Records follow. Pull out every line that contains "bottle".

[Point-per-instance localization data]
****************************************

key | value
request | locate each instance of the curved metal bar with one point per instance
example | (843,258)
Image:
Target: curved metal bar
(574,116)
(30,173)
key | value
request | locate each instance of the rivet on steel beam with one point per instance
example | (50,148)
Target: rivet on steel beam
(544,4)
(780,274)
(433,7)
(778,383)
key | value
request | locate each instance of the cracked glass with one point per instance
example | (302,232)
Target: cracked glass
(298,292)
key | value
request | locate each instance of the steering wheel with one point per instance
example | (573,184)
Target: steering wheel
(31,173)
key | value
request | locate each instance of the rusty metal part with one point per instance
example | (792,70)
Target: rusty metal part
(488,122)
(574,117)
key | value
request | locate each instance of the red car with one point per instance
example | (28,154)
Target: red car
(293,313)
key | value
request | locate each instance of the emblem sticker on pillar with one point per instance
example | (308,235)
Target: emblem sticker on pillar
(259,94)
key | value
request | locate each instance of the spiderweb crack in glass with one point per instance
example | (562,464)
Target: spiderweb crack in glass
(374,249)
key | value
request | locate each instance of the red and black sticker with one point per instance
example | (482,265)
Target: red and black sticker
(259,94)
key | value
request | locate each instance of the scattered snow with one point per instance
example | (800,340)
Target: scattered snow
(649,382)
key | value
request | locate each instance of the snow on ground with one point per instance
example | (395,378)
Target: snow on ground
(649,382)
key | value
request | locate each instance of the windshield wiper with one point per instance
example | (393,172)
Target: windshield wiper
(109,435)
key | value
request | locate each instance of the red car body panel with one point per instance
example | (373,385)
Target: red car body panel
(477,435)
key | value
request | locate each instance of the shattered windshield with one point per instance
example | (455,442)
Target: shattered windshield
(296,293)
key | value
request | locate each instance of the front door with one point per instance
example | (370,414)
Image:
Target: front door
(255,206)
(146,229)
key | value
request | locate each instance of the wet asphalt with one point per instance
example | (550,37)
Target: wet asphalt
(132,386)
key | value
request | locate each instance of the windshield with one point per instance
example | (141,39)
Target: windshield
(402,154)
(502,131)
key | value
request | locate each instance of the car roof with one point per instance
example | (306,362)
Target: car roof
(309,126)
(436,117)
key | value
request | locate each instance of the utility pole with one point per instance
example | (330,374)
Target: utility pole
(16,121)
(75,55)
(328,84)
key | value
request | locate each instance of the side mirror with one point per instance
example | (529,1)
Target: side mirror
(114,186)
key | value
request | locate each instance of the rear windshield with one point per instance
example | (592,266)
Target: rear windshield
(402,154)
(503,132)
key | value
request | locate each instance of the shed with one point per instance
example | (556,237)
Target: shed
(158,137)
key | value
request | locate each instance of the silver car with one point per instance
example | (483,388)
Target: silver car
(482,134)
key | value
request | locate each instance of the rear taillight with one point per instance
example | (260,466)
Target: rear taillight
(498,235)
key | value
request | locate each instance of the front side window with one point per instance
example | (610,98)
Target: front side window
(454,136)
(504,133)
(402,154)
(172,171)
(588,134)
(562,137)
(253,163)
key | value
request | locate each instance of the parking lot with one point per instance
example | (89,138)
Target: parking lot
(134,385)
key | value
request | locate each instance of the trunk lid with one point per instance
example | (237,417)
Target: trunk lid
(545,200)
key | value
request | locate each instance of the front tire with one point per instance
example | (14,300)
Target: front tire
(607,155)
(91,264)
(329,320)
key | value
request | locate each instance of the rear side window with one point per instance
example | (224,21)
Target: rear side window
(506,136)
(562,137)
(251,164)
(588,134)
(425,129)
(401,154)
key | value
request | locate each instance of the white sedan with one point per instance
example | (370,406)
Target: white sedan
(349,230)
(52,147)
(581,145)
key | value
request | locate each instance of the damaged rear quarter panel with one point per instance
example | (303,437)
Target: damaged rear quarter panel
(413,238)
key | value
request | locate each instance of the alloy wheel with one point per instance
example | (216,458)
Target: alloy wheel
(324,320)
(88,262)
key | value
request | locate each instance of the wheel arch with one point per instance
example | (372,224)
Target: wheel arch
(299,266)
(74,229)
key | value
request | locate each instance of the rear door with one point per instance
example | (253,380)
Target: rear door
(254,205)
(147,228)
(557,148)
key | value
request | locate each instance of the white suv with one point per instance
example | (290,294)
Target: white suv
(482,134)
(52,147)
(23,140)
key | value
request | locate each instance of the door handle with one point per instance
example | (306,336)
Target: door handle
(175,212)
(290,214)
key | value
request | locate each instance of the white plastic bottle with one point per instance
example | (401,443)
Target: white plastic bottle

****************************************

**SOLVED EXERCISE**
request | locate each instance of the white plastic bottle with one point per instance
Target: white plastic bottle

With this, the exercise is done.